Other ways to find out about nursing home quality:

  • Ask friends and other people you know if they are or were satisfied with the quality of care.
  • Call the local office of consumer affairs for your state. Ask if they have information on the quality of nursing homes (look in the blue pages of your telephone book for their telephone number).
  • Call your State health department. Ask if they have information on the quality of nursing homes (look in the blue pages of your telephone book for their telephone number).
  • Before you make a decision about the nursing home, visit the nursing homes you are interested in. A visit gives you the chance to see the residents, staff, and facility. It also allows you to talk with nursing home staff, with the people who live and get care at the nursing home and their family members. Be sure to call the nursing home office and make an appointment to tour the nursing home before you visit.
  • If you can't visit the nursing home yourself, you may want to get a family member or friend to visit for you. If a family member or friend can't visit for you, you can call for information. However, a visit gives you a better way to see the quality of care and life the residents get.
  • Call About Services:
    • What services does the nursing home provide?
  • Call About Fees:
    • Do they charge a basic fee for room, meals, and personal care?
    • Do they charge extra for other services or care for special medical needs?
  • See the Inspection Report:
    • Get a copy of the nursing home inspection report from “Nursing Home Compare” at on the web (see page 27). The inspection report tells you how well the nursing home meets Federal health and safety requirements.
    • The nursing home must have the results of the most recent survey of the facility done by Federal or State surveyors available for you to look at.
  • Visit the Nursing Home
  • Before your visit, go over any information you have already gathered.
  • Make an appointment with the nursing home before you visit.
  • Take a formal tour with a nursing home staff member.
  • Visit Again:
    • Revisit the nursing home a second time, on a different day and at a different time of the day than when you first visited. Staffing can be different at different times of the day, and on weekends.
    • Try to visit during the late morning or midday. This allows you to see the residents when they are out of bed, eating, and going to activities.
  • Go to Council Meetings:
    • Ask a nursing home staff member if you can get permission from the resident’s or family council’s participants to attend a meeting of the nursing homes’ resident council and/or family council meeting. These councils are usually organized and managed by the resident's families to improve the quality of care and life for the residents and address concerns.
  • Ask Questions
    • Is the nursing home certified by Medicare and Medicaid?
    • Is there a bed available? (Is there a waiting list?)
    • Is the nursing home easy to visit for family and friends?
    • Ask to see a copy of the nursing home's most recent inspection report. If any deficiencies were found, ask if they have been corrected and ask to see the plan correction.
  • Ask about Satisfaction:
    • Talk to staff, residents, and family members if you can. Ask them if they are satisfied with the nursing home and its services.
  • Other Questions:
    • Write down any questions you still have about the nursing home or how the nursing home will meet your needs.
    • Ask the staff about the quality information from “Nursing Home Compare,” at on the web. This may help you compare nursing homes.
    • Ask the staff to explain anything you see and hear that you don't understand. For example, a person may be calling out. It may be because they are confused, not because they are being hurt or neglected. Don't be afraid to ask questions.

Don't go into resident rooms or care areas without checking with the resident and nursing home staff first. Residents have a right to privacy.

Saved data entries:
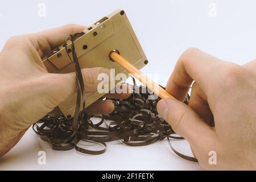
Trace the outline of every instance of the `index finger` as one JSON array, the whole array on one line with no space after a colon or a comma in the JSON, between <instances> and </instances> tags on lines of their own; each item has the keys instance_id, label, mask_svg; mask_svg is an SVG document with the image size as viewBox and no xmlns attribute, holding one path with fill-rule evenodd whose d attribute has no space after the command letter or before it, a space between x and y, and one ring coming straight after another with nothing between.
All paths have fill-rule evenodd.
<instances>
[{"instance_id":1,"label":"index finger","mask_svg":"<svg viewBox=\"0 0 256 182\"><path fill-rule=\"evenodd\" d=\"M214 64L221 61L199 49L191 48L179 59L166 85L166 90L176 98L184 101L195 80L207 93L210 80L209 73Z\"/></svg>"}]
</instances>

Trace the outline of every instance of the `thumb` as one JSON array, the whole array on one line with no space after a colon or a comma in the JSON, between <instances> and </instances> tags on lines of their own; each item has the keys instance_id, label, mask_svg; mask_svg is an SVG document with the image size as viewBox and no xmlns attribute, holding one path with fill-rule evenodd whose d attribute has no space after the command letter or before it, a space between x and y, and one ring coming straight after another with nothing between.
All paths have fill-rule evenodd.
<instances>
[{"instance_id":1,"label":"thumb","mask_svg":"<svg viewBox=\"0 0 256 182\"><path fill-rule=\"evenodd\" d=\"M207 147L213 143L215 138L214 131L185 104L164 98L158 103L157 110L174 130L185 138L193 149L201 148L202 144ZM196 150L195 152L197 153Z\"/></svg>"},{"instance_id":2,"label":"thumb","mask_svg":"<svg viewBox=\"0 0 256 182\"><path fill-rule=\"evenodd\" d=\"M102 80L98 80L98 76L104 75L104 84L109 82L110 71L101 67L82 69L81 72L86 93L94 93L97 91L98 84ZM48 94L53 98L52 102L55 106L64 101L70 96L77 92L76 76L75 72L66 74L48 73L45 81L49 82ZM106 80L105 80L106 79Z\"/></svg>"}]
</instances>

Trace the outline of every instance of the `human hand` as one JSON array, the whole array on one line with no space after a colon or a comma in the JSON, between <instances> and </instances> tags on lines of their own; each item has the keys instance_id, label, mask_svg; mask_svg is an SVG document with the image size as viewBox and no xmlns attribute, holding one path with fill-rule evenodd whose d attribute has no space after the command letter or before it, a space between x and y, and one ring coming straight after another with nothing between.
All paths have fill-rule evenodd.
<instances>
[{"instance_id":1,"label":"human hand","mask_svg":"<svg viewBox=\"0 0 256 182\"><path fill-rule=\"evenodd\" d=\"M164 98L157 109L204 168L256 169L255 70L256 60L242 67L196 48L177 61L166 90L183 101L195 80L188 106ZM216 152L215 165L210 151Z\"/></svg>"},{"instance_id":2,"label":"human hand","mask_svg":"<svg viewBox=\"0 0 256 182\"><path fill-rule=\"evenodd\" d=\"M20 140L27 129L77 92L75 73L47 72L42 59L63 43L67 35L86 28L79 25L11 38L0 52L0 156ZM103 68L82 70L85 90L97 91L97 76L110 75ZM110 94L109 98L126 98L129 94ZM98 101L86 108L89 114L112 112L114 104Z\"/></svg>"}]
</instances>

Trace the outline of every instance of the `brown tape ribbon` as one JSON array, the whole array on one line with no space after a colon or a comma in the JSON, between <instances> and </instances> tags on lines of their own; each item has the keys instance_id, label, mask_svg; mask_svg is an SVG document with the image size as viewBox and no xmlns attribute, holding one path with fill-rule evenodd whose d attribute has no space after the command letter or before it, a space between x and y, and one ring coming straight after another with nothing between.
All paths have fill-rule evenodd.
<instances>
[{"instance_id":1,"label":"brown tape ribbon","mask_svg":"<svg viewBox=\"0 0 256 182\"><path fill-rule=\"evenodd\" d=\"M68 52L67 41L64 44L67 53L73 63L77 78L77 97L75 114L71 119L66 119L62 115L49 114L34 124L33 129L40 138L51 143L53 150L65 151L75 148L83 154L98 155L105 152L106 142L119 140L129 146L142 146L167 138L170 147L175 154L183 159L198 162L196 158L180 154L173 148L170 138L184 138L173 136L175 133L158 114L156 104L160 98L152 99L154 93L144 86L137 86L134 78L133 93L129 98L109 100L115 105L115 110L112 113L103 115L87 115L85 111L79 112L81 100L83 102L84 111L85 100L82 75L74 44L76 37L76 35L71 35L72 57ZM139 90L138 93L138 90ZM148 99L149 96L151 99ZM103 99L105 98L101 98ZM189 99L188 94L184 103L188 104ZM100 121L93 123L93 118L100 118ZM100 144L104 148L94 151L82 148L77 144L80 141Z\"/></svg>"}]
</instances>

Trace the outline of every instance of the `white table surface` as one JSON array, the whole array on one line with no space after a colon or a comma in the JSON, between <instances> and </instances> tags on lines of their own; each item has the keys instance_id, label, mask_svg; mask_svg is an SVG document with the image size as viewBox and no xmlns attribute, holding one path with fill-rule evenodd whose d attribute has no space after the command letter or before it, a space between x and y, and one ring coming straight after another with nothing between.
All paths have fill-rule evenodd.
<instances>
[{"instance_id":1,"label":"white table surface","mask_svg":"<svg viewBox=\"0 0 256 182\"><path fill-rule=\"evenodd\" d=\"M81 154L72 150L53 150L30 127L20 142L0 158L0 170L198 170L199 164L187 161L171 152L164 140L142 147L107 144L106 152L98 155ZM185 140L174 141L174 146L191 155ZM44 151L46 165L38 163L38 154Z\"/></svg>"}]
</instances>

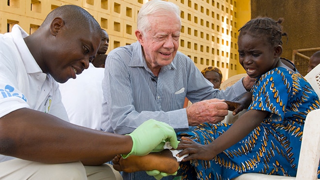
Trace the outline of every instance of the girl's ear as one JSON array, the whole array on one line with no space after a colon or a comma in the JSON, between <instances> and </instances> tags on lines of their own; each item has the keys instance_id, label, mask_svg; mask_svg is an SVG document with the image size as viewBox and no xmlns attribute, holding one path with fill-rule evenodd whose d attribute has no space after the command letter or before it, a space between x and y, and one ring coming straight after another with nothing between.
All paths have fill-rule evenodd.
<instances>
[{"instance_id":1,"label":"girl's ear","mask_svg":"<svg viewBox=\"0 0 320 180\"><path fill-rule=\"evenodd\" d=\"M282 46L281 45L277 45L274 47L274 58L279 58L282 54Z\"/></svg>"}]
</instances>

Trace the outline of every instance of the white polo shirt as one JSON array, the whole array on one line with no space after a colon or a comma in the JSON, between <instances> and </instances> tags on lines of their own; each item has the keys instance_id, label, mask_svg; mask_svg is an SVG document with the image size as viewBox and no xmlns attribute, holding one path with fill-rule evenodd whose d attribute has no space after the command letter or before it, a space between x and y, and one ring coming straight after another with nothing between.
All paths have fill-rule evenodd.
<instances>
[{"instance_id":1,"label":"white polo shirt","mask_svg":"<svg viewBox=\"0 0 320 180\"><path fill-rule=\"evenodd\" d=\"M17 25L0 34L0 117L26 107L68 121L58 83L35 61L23 40L28 35Z\"/></svg>"}]
</instances>

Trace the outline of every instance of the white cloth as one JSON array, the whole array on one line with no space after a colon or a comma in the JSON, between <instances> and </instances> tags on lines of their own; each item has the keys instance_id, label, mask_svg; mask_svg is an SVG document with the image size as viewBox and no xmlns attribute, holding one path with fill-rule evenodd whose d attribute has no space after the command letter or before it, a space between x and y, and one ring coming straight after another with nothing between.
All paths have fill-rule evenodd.
<instances>
[{"instance_id":1,"label":"white cloth","mask_svg":"<svg viewBox=\"0 0 320 180\"><path fill-rule=\"evenodd\" d=\"M96 68L90 63L89 68L76 79L59 83L62 102L70 122L100 130L104 76L104 68Z\"/></svg>"},{"instance_id":2,"label":"white cloth","mask_svg":"<svg viewBox=\"0 0 320 180\"><path fill-rule=\"evenodd\" d=\"M68 121L59 86L37 64L23 40L27 36L17 25L0 34L0 117L26 107ZM8 159L0 155L0 162Z\"/></svg>"},{"instance_id":3,"label":"white cloth","mask_svg":"<svg viewBox=\"0 0 320 180\"><path fill-rule=\"evenodd\" d=\"M182 151L182 150L172 150L172 146L171 146L171 144L170 144L170 141L167 141L164 143L164 145L163 146L163 149L168 149L170 151L171 151L171 153L172 153L172 156L176 159L176 161L179 162L182 161L183 158L185 157L188 156L189 155L189 154L187 154L183 155L181 157L178 157L176 156L176 154L178 153L179 152L181 152Z\"/></svg>"}]
</instances>

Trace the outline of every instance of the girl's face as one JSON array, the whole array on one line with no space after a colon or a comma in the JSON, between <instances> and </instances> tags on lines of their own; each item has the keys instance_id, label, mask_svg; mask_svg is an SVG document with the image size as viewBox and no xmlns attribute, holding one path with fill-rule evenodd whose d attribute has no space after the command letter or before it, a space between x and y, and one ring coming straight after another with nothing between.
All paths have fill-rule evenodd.
<instances>
[{"instance_id":1,"label":"girl's face","mask_svg":"<svg viewBox=\"0 0 320 180\"><path fill-rule=\"evenodd\" d=\"M263 37L248 34L238 40L239 62L250 77L256 78L276 67L281 54Z\"/></svg>"},{"instance_id":2,"label":"girl's face","mask_svg":"<svg viewBox=\"0 0 320 180\"><path fill-rule=\"evenodd\" d=\"M208 79L213 85L213 88L220 88L221 84L221 78L219 73L215 71L208 71L204 75L206 79Z\"/></svg>"}]
</instances>

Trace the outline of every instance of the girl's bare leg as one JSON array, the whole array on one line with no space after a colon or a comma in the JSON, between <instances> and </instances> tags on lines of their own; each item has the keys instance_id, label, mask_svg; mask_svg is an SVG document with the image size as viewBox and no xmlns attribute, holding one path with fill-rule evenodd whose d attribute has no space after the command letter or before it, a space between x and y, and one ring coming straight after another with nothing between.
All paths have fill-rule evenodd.
<instances>
[{"instance_id":1,"label":"girl's bare leg","mask_svg":"<svg viewBox=\"0 0 320 180\"><path fill-rule=\"evenodd\" d=\"M168 150L150 153L144 156L130 156L126 159L117 155L112 161L114 169L127 173L156 169L161 172L173 174L178 170L179 164Z\"/></svg>"}]
</instances>

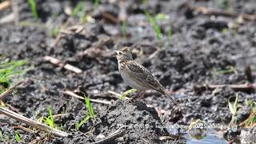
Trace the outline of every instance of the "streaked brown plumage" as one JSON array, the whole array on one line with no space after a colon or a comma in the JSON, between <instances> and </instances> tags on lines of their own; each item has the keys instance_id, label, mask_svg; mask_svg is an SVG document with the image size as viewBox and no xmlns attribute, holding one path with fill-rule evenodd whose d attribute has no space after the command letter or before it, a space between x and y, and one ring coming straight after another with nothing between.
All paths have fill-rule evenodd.
<instances>
[{"instance_id":1,"label":"streaked brown plumage","mask_svg":"<svg viewBox=\"0 0 256 144\"><path fill-rule=\"evenodd\" d=\"M128 47L115 50L115 52L121 76L130 87L138 90L155 90L175 102L151 73L143 66L134 61Z\"/></svg>"}]
</instances>

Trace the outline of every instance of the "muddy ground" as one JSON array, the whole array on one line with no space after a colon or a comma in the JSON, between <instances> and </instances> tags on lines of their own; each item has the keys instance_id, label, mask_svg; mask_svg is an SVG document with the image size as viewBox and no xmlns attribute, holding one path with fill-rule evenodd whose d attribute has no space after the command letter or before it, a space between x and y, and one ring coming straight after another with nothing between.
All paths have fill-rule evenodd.
<instances>
[{"instance_id":1,"label":"muddy ground","mask_svg":"<svg viewBox=\"0 0 256 144\"><path fill-rule=\"evenodd\" d=\"M36 141L94 142L101 140L99 136L107 136L120 126L135 124L143 126L122 128L120 135L104 142L166 143L174 140L160 138L175 134L183 137L178 141L180 143L206 143L214 138L203 141L202 138L194 142L191 141L191 137L184 138L188 134L186 130L160 129L156 126L188 126L192 119L201 119L207 125L228 126L232 118L228 98L232 97L230 101L234 102L236 94L239 106L238 124L248 118L250 114L251 107L247 106L246 99L256 99L256 94L250 88L241 90L226 86L212 90L202 86L255 82L255 21L241 21L236 16L202 14L196 8L203 6L232 14L255 15L254 0L134 0L123 2L102 0L98 6L86 1L82 3L82 11L86 12L88 18L84 22L68 12L78 1L37 0L38 20L33 16L26 1L18 2L19 21L22 22L20 23L22 26L1 24L0 51L10 60L26 59L26 66L33 69L22 75L25 84L3 102L11 106L12 110L34 120L48 116L47 106L50 106L54 114L65 114L56 118L56 124L70 134L63 138L43 132L30 133L19 130L24 143ZM121 10L126 11L124 16L120 14ZM163 19L157 21L162 33L160 38L157 38L145 10L152 15L165 14ZM0 16L3 18L10 13L11 9L7 8L0 11ZM125 34L121 30L120 18L123 17L126 22ZM62 26L68 30L76 25L81 26L82 30L76 28L77 32L75 30L66 32L56 41L58 34L53 34L54 28ZM148 68L166 89L175 92L174 97L179 102L177 105L154 91L148 91L144 98L134 103L125 102L109 93L110 90L122 94L130 89L118 71L113 52L125 46L131 46L135 60ZM58 66L46 61L45 56L58 58L82 72L76 74ZM248 66L251 69L252 77L246 73ZM230 67L234 70L225 70ZM19 79L14 78L13 82ZM109 101L112 105L92 103L96 118L77 130L75 124L85 118L84 114L88 110L83 100L65 94L63 90L81 90L90 98ZM76 94L82 96L82 93ZM134 94L130 94L132 95ZM160 111L162 116L159 117ZM0 141L2 143L16 142L14 126L28 127L13 119L0 122L5 138ZM242 138L242 129L239 127L234 132L218 130L214 137L222 143L232 141L233 138L226 138L227 135L238 136L242 142L253 143L253 139ZM250 134L249 136L256 134L255 127L243 130Z\"/></svg>"}]
</instances>

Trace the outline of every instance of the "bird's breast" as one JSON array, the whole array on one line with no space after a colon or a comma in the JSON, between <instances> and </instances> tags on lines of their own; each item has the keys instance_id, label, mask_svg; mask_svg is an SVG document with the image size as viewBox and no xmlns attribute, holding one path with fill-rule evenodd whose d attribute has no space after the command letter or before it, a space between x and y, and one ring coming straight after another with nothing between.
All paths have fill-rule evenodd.
<instances>
[{"instance_id":1,"label":"bird's breast","mask_svg":"<svg viewBox=\"0 0 256 144\"><path fill-rule=\"evenodd\" d=\"M120 69L119 71L122 79L130 87L138 90L146 90L146 88L142 86L139 82L138 82L134 78L131 78L131 76L126 70Z\"/></svg>"}]
</instances>

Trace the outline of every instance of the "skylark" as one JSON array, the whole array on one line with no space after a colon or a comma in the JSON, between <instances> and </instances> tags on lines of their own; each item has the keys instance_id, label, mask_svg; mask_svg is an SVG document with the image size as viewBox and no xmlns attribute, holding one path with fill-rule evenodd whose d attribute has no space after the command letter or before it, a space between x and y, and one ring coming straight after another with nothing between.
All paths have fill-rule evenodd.
<instances>
[{"instance_id":1,"label":"skylark","mask_svg":"<svg viewBox=\"0 0 256 144\"><path fill-rule=\"evenodd\" d=\"M118 62L118 70L122 79L132 88L138 90L154 90L166 95L173 102L175 101L166 92L161 83L143 66L136 62L128 47L114 50Z\"/></svg>"}]
</instances>

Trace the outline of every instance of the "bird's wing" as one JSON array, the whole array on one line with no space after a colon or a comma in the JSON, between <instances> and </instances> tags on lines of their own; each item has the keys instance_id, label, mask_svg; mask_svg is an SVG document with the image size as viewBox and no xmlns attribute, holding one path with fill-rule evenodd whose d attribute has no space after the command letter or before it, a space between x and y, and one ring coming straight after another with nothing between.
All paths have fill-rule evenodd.
<instances>
[{"instance_id":1,"label":"bird's wing","mask_svg":"<svg viewBox=\"0 0 256 144\"><path fill-rule=\"evenodd\" d=\"M126 62L126 66L130 78L134 78L137 82L143 82L148 88L158 91L162 87L147 69L135 61Z\"/></svg>"},{"instance_id":2,"label":"bird's wing","mask_svg":"<svg viewBox=\"0 0 256 144\"><path fill-rule=\"evenodd\" d=\"M127 74L130 74L131 78L134 78L134 80L137 81L138 82L144 83L142 86L149 89L155 90L160 92L162 94L166 95L172 102L176 103L174 98L166 92L161 83L156 78L154 78L151 73L143 66L137 63L135 61L128 61L124 66L126 66Z\"/></svg>"}]
</instances>

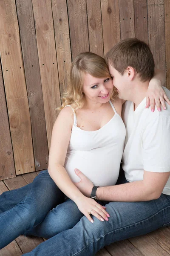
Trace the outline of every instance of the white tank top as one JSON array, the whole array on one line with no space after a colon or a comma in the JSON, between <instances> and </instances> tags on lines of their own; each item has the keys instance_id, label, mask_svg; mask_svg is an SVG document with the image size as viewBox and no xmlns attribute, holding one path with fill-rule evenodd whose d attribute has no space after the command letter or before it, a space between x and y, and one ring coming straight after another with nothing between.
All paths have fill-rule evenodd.
<instances>
[{"instance_id":1,"label":"white tank top","mask_svg":"<svg viewBox=\"0 0 170 256\"><path fill-rule=\"evenodd\" d=\"M74 169L79 169L95 186L114 185L118 177L126 130L111 102L115 114L104 126L94 131L82 130L76 125L76 113L64 167L71 180L80 181ZM71 107L70 105L68 105Z\"/></svg>"}]
</instances>

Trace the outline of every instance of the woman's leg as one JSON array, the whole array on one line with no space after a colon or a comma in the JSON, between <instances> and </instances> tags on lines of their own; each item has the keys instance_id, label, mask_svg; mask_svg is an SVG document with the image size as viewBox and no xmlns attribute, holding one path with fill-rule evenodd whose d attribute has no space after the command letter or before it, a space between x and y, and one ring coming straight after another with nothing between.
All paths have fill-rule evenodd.
<instances>
[{"instance_id":1,"label":"woman's leg","mask_svg":"<svg viewBox=\"0 0 170 256\"><path fill-rule=\"evenodd\" d=\"M76 204L68 199L51 210L40 224L26 231L25 235L50 238L72 228L83 216Z\"/></svg>"},{"instance_id":2,"label":"woman's leg","mask_svg":"<svg viewBox=\"0 0 170 256\"><path fill-rule=\"evenodd\" d=\"M83 216L72 228L40 244L26 256L92 256L116 241L146 234L170 224L170 196L146 202L112 202L106 205L108 221Z\"/></svg>"},{"instance_id":3,"label":"woman's leg","mask_svg":"<svg viewBox=\"0 0 170 256\"><path fill-rule=\"evenodd\" d=\"M41 172L23 189L9 191L3 195L0 199L3 212L0 214L0 249L40 223L48 212L63 199L63 194L47 170ZM6 209L8 209L4 211Z\"/></svg>"}]
</instances>

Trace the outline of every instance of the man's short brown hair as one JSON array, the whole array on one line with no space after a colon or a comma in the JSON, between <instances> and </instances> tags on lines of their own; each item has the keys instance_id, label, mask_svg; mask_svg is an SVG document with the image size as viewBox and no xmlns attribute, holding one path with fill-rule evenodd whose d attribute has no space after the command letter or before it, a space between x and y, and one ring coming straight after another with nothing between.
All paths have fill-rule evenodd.
<instances>
[{"instance_id":1,"label":"man's short brown hair","mask_svg":"<svg viewBox=\"0 0 170 256\"><path fill-rule=\"evenodd\" d=\"M141 80L150 81L153 76L155 64L148 45L137 38L128 38L116 44L106 54L110 64L122 75L128 66L133 67Z\"/></svg>"}]
</instances>

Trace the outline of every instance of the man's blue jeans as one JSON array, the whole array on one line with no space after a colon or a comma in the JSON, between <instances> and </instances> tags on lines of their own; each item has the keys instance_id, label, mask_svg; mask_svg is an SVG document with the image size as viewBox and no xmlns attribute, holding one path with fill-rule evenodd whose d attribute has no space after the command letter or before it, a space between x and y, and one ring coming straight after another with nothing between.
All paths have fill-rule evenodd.
<instances>
[{"instance_id":1,"label":"man's blue jeans","mask_svg":"<svg viewBox=\"0 0 170 256\"><path fill-rule=\"evenodd\" d=\"M34 181L0 195L0 249L40 223L64 195L43 171Z\"/></svg>"},{"instance_id":2,"label":"man's blue jeans","mask_svg":"<svg viewBox=\"0 0 170 256\"><path fill-rule=\"evenodd\" d=\"M67 209L67 218L71 204L75 210L74 217L76 214L79 216L79 213L77 209L76 214L74 203L70 201L70 208ZM92 224L84 216L73 228L66 230L66 230L24 255L93 256L104 246L111 243L146 234L170 224L170 196L163 194L159 198L155 200L136 202L112 202L105 206L110 216L108 221L101 221L93 217L94 223ZM74 216L72 215L71 211L71 222ZM59 221L61 216L56 215L54 217L53 223L55 227L57 226L57 222L60 225ZM62 227L68 223L68 219L65 222L64 215ZM51 228L52 226L51 224ZM54 230L53 233L54 235ZM40 233L38 235L40 236Z\"/></svg>"}]
</instances>

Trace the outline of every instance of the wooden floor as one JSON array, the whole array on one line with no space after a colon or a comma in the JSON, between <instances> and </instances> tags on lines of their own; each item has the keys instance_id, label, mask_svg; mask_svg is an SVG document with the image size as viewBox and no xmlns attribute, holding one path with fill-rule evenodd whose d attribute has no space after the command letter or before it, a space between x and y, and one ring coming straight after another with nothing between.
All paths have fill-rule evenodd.
<instances>
[{"instance_id":1,"label":"wooden floor","mask_svg":"<svg viewBox=\"0 0 170 256\"><path fill-rule=\"evenodd\" d=\"M4 191L17 189L31 182L38 172L19 175L15 178L0 181L0 194ZM20 236L10 244L0 250L0 256L20 256L31 251L43 241L42 238ZM170 255L170 227L160 228L147 235L112 244L100 250L96 256L143 255Z\"/></svg>"}]
</instances>

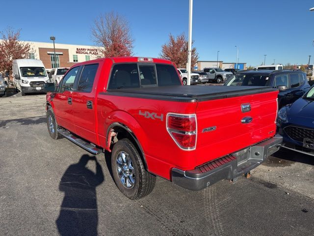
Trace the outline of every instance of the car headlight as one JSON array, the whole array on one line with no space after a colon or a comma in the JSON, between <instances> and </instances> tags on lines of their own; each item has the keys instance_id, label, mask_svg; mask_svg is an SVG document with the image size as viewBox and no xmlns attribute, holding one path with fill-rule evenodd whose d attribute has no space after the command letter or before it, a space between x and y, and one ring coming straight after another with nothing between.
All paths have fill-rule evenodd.
<instances>
[{"instance_id":1,"label":"car headlight","mask_svg":"<svg viewBox=\"0 0 314 236\"><path fill-rule=\"evenodd\" d=\"M287 120L287 106L282 107L278 112L278 121L286 122Z\"/></svg>"}]
</instances>

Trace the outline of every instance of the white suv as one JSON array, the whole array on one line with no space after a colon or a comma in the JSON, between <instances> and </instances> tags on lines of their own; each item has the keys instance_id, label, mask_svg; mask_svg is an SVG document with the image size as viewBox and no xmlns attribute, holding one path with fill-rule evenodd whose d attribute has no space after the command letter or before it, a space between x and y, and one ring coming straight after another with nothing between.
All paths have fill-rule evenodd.
<instances>
[{"instance_id":1,"label":"white suv","mask_svg":"<svg viewBox=\"0 0 314 236\"><path fill-rule=\"evenodd\" d=\"M69 69L68 68L58 67L54 68L51 70L49 73L49 78L51 82L54 83L56 85L59 84L60 81L63 77L63 75Z\"/></svg>"}]
</instances>

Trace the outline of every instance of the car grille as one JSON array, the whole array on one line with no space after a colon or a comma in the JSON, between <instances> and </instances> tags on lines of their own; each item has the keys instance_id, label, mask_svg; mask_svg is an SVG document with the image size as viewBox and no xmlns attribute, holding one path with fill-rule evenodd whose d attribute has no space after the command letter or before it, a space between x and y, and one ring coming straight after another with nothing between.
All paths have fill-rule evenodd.
<instances>
[{"instance_id":1,"label":"car grille","mask_svg":"<svg viewBox=\"0 0 314 236\"><path fill-rule=\"evenodd\" d=\"M305 129L295 126L288 126L285 131L292 139L296 141L303 142L304 138L314 139L314 129Z\"/></svg>"},{"instance_id":2,"label":"car grille","mask_svg":"<svg viewBox=\"0 0 314 236\"><path fill-rule=\"evenodd\" d=\"M44 81L32 81L29 82L29 85L31 87L43 87Z\"/></svg>"}]
</instances>

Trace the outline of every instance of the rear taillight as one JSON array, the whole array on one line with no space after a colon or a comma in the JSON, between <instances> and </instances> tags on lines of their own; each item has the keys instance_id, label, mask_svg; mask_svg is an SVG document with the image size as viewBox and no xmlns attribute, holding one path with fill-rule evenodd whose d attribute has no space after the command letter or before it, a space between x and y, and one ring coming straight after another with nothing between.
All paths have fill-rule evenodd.
<instances>
[{"instance_id":1,"label":"rear taillight","mask_svg":"<svg viewBox=\"0 0 314 236\"><path fill-rule=\"evenodd\" d=\"M196 146L196 115L169 113L167 115L167 130L182 149L194 150Z\"/></svg>"}]
</instances>

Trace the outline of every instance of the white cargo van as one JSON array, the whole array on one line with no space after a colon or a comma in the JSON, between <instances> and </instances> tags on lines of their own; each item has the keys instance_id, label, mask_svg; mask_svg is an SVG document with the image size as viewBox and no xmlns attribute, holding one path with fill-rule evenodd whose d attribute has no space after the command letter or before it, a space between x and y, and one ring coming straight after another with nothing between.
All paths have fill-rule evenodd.
<instances>
[{"instance_id":1,"label":"white cargo van","mask_svg":"<svg viewBox=\"0 0 314 236\"><path fill-rule=\"evenodd\" d=\"M21 91L22 96L26 93L44 92L44 84L50 80L40 60L17 59L13 60L13 72L14 85Z\"/></svg>"}]
</instances>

▶ [WHAT THE TASK ASKS]
Answer these questions from the nursing home guide:
1. Where does it say to look for the telephone number of your state's local office of consumer affairs?
2. What does the inspection report tell you?
3. At what time of day does it suggest trying to visit?

▶ [SOLUTION FOR THIS TASK]
1. In the blue pages of your telephone book.
2. How well the nursing home meets Federal health and safety requirements.
3. During the late morning or midday.